Make a tally of the lines in the records that include the string "lighting", and give only that number.

>>>

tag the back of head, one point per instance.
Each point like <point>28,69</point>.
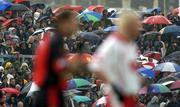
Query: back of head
<point>126,17</point>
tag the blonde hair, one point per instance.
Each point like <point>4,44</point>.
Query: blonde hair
<point>125,18</point>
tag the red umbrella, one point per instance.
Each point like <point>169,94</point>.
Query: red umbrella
<point>96,8</point>
<point>157,20</point>
<point>2,19</point>
<point>175,85</point>
<point>11,91</point>
<point>154,55</point>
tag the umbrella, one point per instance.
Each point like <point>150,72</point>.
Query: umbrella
<point>85,58</point>
<point>41,18</point>
<point>152,33</point>
<point>76,8</point>
<point>157,20</point>
<point>26,88</point>
<point>33,89</point>
<point>2,19</point>
<point>71,92</point>
<point>90,36</point>
<point>158,88</point>
<point>148,65</point>
<point>11,91</point>
<point>97,8</point>
<point>173,57</point>
<point>170,29</point>
<point>4,4</point>
<point>17,7</point>
<point>167,67</point>
<point>146,73</point>
<point>90,16</point>
<point>101,101</point>
<point>153,55</point>
<point>111,29</point>
<point>175,85</point>
<point>81,99</point>
<point>78,83</point>
<point>38,32</point>
<point>38,5</point>
<point>166,79</point>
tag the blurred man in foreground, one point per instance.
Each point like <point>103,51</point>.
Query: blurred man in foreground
<point>48,67</point>
<point>114,61</point>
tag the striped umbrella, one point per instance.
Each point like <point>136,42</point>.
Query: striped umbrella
<point>167,67</point>
<point>90,16</point>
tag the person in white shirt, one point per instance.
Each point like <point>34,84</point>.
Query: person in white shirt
<point>115,60</point>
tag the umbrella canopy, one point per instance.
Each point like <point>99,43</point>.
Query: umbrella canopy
<point>81,99</point>
<point>173,57</point>
<point>166,79</point>
<point>101,101</point>
<point>96,8</point>
<point>157,20</point>
<point>153,55</point>
<point>2,19</point>
<point>152,33</point>
<point>11,91</point>
<point>17,7</point>
<point>146,73</point>
<point>26,88</point>
<point>4,4</point>
<point>158,88</point>
<point>78,83</point>
<point>111,29</point>
<point>85,58</point>
<point>175,85</point>
<point>76,8</point>
<point>90,36</point>
<point>167,67</point>
<point>90,16</point>
<point>170,29</point>
<point>38,5</point>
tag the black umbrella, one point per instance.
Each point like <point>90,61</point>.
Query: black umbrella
<point>18,7</point>
<point>170,29</point>
<point>38,5</point>
<point>173,57</point>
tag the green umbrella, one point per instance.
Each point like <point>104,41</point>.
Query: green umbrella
<point>81,99</point>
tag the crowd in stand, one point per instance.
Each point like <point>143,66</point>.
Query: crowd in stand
<point>18,36</point>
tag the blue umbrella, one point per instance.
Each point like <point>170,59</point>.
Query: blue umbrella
<point>4,4</point>
<point>111,29</point>
<point>167,67</point>
<point>146,72</point>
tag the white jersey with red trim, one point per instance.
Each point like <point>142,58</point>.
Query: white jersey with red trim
<point>116,58</point>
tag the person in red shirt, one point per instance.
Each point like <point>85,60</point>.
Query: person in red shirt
<point>48,67</point>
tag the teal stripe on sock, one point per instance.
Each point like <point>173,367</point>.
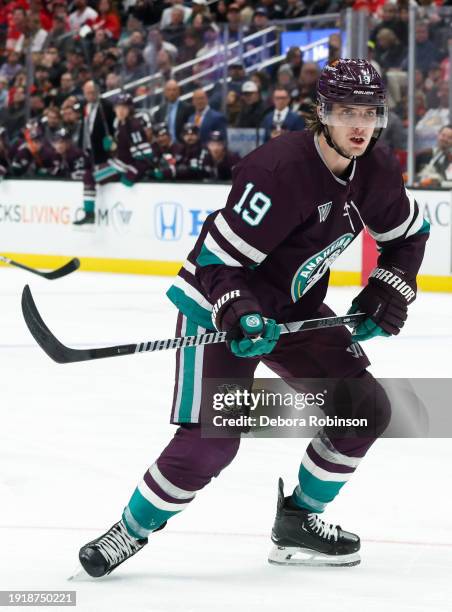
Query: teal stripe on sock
<point>88,205</point>
<point>186,404</point>
<point>322,490</point>
<point>148,516</point>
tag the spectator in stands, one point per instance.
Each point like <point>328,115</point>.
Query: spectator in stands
<point>281,116</point>
<point>166,15</point>
<point>51,59</point>
<point>17,29</point>
<point>434,119</point>
<point>275,9</point>
<point>13,116</point>
<point>261,43</point>
<point>434,166</point>
<point>207,119</point>
<point>295,9</point>
<point>174,31</point>
<point>81,14</point>
<point>107,20</point>
<point>134,67</point>
<point>294,59</point>
<point>11,67</point>
<point>58,35</point>
<point>154,45</point>
<point>234,21</point>
<point>277,130</point>
<point>195,163</point>
<point>334,47</point>
<point>252,107</point>
<point>97,130</point>
<point>51,123</point>
<point>199,7</point>
<point>72,119</point>
<point>233,108</point>
<point>426,52</point>
<point>285,77</point>
<point>223,160</point>
<point>307,83</point>
<point>3,91</point>
<point>389,52</point>
<point>189,48</point>
<point>395,134</point>
<point>390,19</point>
<point>67,88</point>
<point>35,34</point>
<point>263,82</point>
<point>174,111</point>
<point>164,64</point>
<point>322,7</point>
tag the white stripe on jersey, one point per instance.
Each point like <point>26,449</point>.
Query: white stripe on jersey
<point>219,252</point>
<point>238,243</point>
<point>400,230</point>
<point>191,292</point>
<point>168,486</point>
<point>189,267</point>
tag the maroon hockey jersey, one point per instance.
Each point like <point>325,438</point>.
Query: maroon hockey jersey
<point>287,219</point>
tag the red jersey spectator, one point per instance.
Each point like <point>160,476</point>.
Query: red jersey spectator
<point>107,20</point>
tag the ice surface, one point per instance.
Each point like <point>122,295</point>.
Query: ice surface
<point>76,438</point>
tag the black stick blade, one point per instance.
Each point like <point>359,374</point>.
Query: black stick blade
<point>70,266</point>
<point>43,336</point>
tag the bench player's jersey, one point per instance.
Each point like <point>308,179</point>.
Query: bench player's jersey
<point>287,219</point>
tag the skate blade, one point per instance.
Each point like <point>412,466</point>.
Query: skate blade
<point>286,555</point>
<point>78,572</point>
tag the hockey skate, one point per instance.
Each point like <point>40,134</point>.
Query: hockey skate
<point>102,555</point>
<point>302,538</point>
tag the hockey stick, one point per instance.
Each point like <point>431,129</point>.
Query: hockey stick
<point>70,266</point>
<point>64,354</point>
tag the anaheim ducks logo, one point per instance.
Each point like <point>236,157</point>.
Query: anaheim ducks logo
<point>316,266</point>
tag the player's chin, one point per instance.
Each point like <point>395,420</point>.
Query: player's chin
<point>357,146</point>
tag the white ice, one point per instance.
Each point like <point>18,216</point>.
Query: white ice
<point>76,438</point>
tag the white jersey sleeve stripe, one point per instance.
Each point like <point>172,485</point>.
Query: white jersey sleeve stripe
<point>400,230</point>
<point>238,243</point>
<point>215,248</point>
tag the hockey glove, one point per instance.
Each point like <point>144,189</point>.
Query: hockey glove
<point>385,300</point>
<point>257,336</point>
<point>248,333</point>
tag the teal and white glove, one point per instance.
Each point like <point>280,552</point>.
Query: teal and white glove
<point>254,336</point>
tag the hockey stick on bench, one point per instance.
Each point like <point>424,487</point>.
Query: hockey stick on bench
<point>68,267</point>
<point>64,354</point>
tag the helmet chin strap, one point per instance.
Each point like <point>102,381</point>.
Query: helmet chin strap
<point>337,148</point>
<point>333,145</point>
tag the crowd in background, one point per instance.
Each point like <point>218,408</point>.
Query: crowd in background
<point>60,58</point>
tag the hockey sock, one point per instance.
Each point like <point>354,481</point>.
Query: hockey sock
<point>323,472</point>
<point>153,502</point>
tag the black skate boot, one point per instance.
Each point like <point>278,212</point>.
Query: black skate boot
<point>88,219</point>
<point>302,538</point>
<point>104,554</point>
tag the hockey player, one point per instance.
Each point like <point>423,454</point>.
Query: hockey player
<point>196,162</point>
<point>166,154</point>
<point>34,156</point>
<point>130,156</point>
<point>295,205</point>
<point>72,162</point>
<point>223,160</point>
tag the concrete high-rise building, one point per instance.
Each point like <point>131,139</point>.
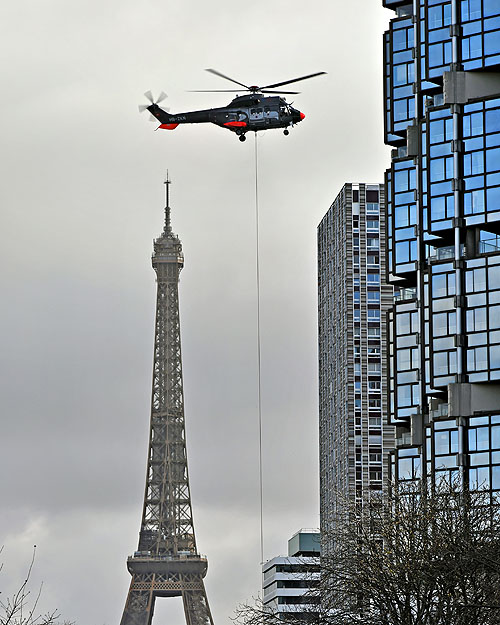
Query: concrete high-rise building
<point>442,95</point>
<point>289,582</point>
<point>352,303</point>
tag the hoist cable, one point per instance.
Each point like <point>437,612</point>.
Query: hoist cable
<point>259,394</point>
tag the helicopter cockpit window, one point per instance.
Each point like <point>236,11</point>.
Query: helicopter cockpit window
<point>256,113</point>
<point>270,113</point>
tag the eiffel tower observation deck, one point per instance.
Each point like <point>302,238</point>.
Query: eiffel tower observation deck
<point>167,562</point>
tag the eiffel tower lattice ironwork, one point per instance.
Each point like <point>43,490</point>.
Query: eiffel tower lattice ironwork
<point>167,563</point>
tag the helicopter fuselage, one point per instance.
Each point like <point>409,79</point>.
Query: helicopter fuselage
<point>244,113</point>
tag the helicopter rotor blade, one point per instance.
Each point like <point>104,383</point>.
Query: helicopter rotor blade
<point>214,71</point>
<point>287,82</point>
<point>213,90</point>
<point>161,97</point>
<point>280,92</point>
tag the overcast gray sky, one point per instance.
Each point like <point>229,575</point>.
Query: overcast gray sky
<point>82,198</point>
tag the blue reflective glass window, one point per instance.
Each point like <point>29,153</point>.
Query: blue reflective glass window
<point>401,216</point>
<point>495,437</point>
<point>479,478</point>
<point>493,160</point>
<point>493,199</point>
<point>441,363</point>
<point>436,128</point>
<point>471,9</point>
<point>436,57</point>
<point>492,42</point>
<point>399,39</point>
<point>495,357</point>
<point>438,208</point>
<point>400,76</point>
<point>435,17</point>
<point>400,110</point>
<point>491,8</point>
<point>494,277</point>
<point>473,163</point>
<point>473,202</point>
<point>493,120</point>
<point>401,180</point>
<point>495,477</point>
<point>494,315</point>
<point>404,395</point>
<point>402,252</point>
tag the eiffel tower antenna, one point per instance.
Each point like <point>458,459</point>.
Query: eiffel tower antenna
<point>167,562</point>
<point>168,226</point>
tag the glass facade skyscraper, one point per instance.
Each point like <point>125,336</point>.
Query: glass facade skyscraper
<point>442,118</point>
<point>352,306</point>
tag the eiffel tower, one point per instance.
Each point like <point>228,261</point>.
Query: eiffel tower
<point>167,562</point>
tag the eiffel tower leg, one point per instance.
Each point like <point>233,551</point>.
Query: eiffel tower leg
<point>139,606</point>
<point>196,607</point>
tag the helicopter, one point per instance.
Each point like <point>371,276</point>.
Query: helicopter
<point>253,111</point>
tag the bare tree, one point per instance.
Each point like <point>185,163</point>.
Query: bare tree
<point>21,608</point>
<point>411,559</point>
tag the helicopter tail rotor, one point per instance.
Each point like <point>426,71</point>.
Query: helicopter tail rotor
<point>152,102</point>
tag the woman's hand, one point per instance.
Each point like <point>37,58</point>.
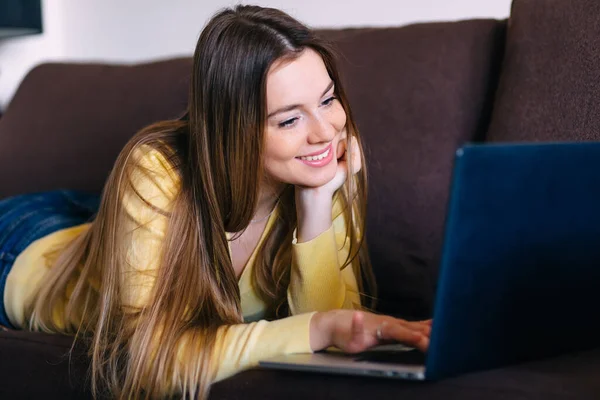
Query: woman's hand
<point>313,205</point>
<point>356,331</point>
<point>342,170</point>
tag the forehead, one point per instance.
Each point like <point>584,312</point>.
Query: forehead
<point>298,80</point>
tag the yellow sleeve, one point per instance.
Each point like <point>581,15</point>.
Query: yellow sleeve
<point>317,281</point>
<point>237,347</point>
<point>244,345</point>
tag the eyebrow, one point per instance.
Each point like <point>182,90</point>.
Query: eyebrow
<point>292,106</point>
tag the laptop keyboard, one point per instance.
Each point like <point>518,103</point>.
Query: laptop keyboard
<point>406,357</point>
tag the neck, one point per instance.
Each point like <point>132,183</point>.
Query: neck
<point>267,199</point>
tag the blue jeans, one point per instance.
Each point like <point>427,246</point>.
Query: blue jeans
<point>27,218</point>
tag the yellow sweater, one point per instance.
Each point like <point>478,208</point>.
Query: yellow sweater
<point>317,282</point>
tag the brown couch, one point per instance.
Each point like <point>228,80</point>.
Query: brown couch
<point>417,93</point>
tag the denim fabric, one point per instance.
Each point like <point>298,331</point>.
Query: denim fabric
<point>27,218</point>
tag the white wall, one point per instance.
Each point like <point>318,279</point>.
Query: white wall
<point>141,30</point>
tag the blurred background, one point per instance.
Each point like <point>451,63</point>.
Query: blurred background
<point>130,31</point>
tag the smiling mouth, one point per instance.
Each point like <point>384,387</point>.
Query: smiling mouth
<point>317,157</point>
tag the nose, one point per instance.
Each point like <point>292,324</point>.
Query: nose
<point>321,130</point>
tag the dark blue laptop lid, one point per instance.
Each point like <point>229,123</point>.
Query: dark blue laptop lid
<point>520,271</point>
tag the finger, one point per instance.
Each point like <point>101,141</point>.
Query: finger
<point>418,326</point>
<point>358,324</point>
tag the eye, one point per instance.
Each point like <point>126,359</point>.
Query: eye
<point>328,101</point>
<point>288,123</point>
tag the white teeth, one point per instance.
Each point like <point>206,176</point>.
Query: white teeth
<point>316,158</point>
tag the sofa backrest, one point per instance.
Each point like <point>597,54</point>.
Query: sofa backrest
<point>417,92</point>
<point>67,122</point>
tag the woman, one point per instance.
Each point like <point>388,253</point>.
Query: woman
<point>230,235</point>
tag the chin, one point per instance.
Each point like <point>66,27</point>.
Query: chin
<point>316,181</point>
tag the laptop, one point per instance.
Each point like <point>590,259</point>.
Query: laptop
<point>520,267</point>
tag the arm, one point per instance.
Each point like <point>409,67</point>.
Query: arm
<point>237,347</point>
<point>318,282</point>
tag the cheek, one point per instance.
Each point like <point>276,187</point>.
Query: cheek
<point>281,148</point>
<point>338,118</point>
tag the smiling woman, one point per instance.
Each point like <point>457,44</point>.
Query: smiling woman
<point>232,234</point>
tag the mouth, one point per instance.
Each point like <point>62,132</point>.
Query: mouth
<point>318,159</point>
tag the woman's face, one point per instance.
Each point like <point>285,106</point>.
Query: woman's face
<point>305,122</point>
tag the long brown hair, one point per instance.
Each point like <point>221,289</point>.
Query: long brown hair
<point>214,151</point>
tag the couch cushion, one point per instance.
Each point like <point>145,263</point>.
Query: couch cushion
<point>550,84</point>
<point>417,93</point>
<point>67,122</point>
<point>39,368</point>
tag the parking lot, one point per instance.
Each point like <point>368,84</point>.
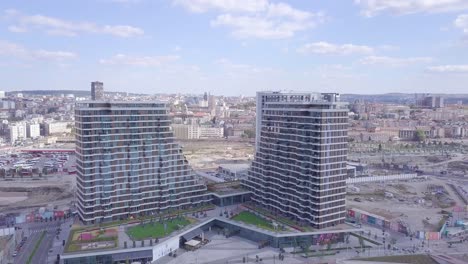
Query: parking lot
<point>35,165</point>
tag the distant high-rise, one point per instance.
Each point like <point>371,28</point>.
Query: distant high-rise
<point>97,90</point>
<point>128,163</point>
<point>299,169</point>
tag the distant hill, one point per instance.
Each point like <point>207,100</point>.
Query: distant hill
<point>77,93</point>
<point>400,98</point>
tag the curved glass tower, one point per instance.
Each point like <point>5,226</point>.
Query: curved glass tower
<point>299,170</point>
<point>128,164</point>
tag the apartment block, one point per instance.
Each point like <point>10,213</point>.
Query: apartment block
<point>299,170</point>
<point>128,164</point>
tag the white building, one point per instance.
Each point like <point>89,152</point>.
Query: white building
<point>33,130</point>
<point>196,131</point>
<point>17,132</point>
<point>57,128</point>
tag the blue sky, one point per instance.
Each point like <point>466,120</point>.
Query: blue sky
<point>233,47</point>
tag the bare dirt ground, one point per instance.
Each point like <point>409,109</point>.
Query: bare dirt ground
<point>7,198</point>
<point>208,154</point>
<point>411,202</point>
<point>22,196</point>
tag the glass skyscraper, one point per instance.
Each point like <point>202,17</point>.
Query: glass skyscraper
<point>128,164</point>
<point>299,170</point>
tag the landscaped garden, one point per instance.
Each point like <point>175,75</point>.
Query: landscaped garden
<point>253,219</point>
<point>157,229</point>
<point>92,239</point>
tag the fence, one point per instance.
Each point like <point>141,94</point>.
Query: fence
<point>384,178</point>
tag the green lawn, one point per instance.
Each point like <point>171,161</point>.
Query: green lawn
<point>414,259</point>
<point>156,229</point>
<point>251,218</point>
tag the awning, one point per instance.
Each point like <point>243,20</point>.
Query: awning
<point>192,234</point>
<point>192,243</point>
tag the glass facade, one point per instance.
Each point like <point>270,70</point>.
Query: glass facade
<point>128,163</point>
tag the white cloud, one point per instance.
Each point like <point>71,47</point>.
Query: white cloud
<point>145,61</point>
<point>56,26</point>
<point>259,27</point>
<point>449,69</point>
<point>462,23</point>
<point>201,6</point>
<point>17,51</point>
<point>285,10</point>
<point>400,7</point>
<point>334,49</point>
<point>256,18</point>
<point>233,68</point>
<point>53,55</point>
<point>394,61</point>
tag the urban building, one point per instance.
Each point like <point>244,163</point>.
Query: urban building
<point>197,131</point>
<point>57,128</point>
<point>17,132</point>
<point>33,130</point>
<point>128,164</point>
<point>299,170</point>
<point>97,90</point>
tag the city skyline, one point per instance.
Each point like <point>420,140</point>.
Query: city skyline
<point>235,47</point>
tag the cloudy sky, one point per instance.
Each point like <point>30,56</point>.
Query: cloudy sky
<point>235,47</point>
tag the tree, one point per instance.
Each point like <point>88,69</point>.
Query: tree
<point>419,135</point>
<point>249,133</point>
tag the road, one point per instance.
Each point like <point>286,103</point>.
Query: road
<point>28,247</point>
<point>49,247</point>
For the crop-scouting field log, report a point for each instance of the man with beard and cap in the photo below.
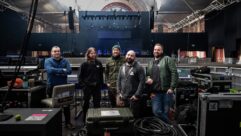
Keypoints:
(91, 79)
(130, 84)
(162, 79)
(57, 69)
(111, 73)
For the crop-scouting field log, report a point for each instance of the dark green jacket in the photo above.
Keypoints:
(112, 70)
(168, 72)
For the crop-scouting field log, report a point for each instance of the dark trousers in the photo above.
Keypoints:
(66, 108)
(135, 107)
(88, 92)
(112, 92)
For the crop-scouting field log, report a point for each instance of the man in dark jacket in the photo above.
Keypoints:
(130, 84)
(111, 73)
(162, 79)
(57, 69)
(91, 79)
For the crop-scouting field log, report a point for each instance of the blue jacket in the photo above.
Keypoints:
(57, 71)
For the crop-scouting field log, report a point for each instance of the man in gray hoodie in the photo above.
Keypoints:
(130, 84)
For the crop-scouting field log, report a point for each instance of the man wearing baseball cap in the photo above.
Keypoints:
(111, 72)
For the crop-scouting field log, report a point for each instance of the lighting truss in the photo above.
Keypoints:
(199, 14)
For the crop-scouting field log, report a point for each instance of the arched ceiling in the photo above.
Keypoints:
(168, 11)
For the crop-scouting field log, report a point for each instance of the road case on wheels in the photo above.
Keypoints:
(114, 120)
(219, 114)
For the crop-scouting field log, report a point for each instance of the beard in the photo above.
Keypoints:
(157, 55)
(128, 60)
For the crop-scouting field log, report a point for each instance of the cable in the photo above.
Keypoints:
(152, 126)
(32, 13)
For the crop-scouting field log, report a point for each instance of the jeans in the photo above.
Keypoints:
(66, 108)
(161, 103)
(89, 91)
(112, 92)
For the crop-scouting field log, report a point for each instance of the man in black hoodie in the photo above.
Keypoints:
(130, 84)
(91, 79)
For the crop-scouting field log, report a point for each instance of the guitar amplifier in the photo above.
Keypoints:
(219, 114)
(115, 120)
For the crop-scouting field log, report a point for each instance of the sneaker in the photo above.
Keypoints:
(70, 126)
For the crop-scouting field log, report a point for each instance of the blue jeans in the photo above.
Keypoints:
(161, 103)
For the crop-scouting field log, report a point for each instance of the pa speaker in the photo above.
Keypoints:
(71, 19)
(151, 19)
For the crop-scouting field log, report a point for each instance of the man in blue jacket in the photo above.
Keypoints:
(57, 69)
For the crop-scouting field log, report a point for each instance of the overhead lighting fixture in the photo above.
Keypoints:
(159, 4)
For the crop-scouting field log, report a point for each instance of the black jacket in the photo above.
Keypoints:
(91, 73)
(131, 83)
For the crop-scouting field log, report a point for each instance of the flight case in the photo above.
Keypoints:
(116, 120)
(219, 114)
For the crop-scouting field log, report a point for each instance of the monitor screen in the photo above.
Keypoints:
(184, 73)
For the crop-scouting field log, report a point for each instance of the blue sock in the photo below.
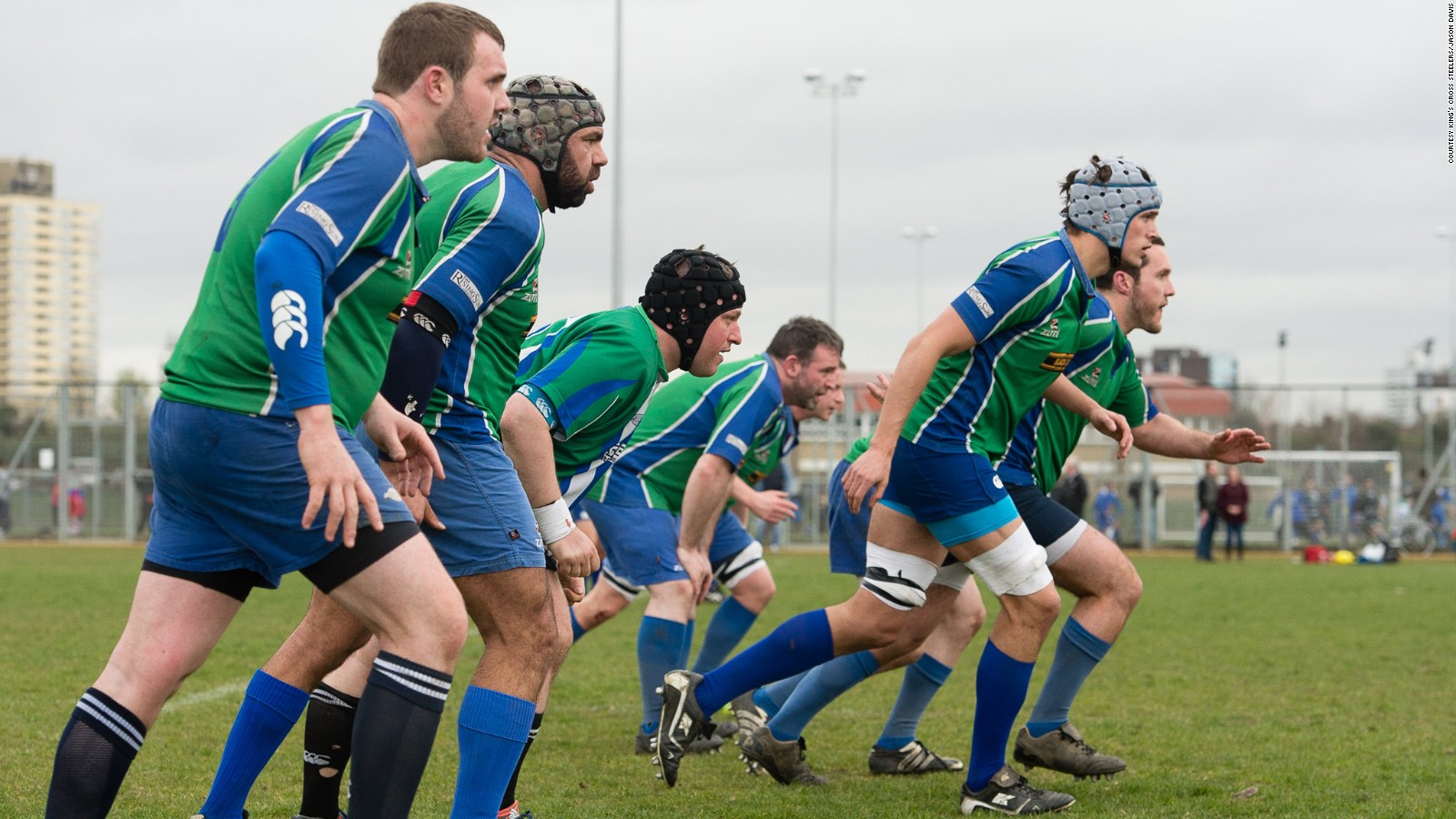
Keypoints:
(492, 729)
(269, 710)
(820, 688)
(800, 643)
(1001, 690)
(725, 630)
(1077, 653)
(924, 678)
(774, 695)
(660, 651)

<<<

- **EXERCISE RESULT**: 2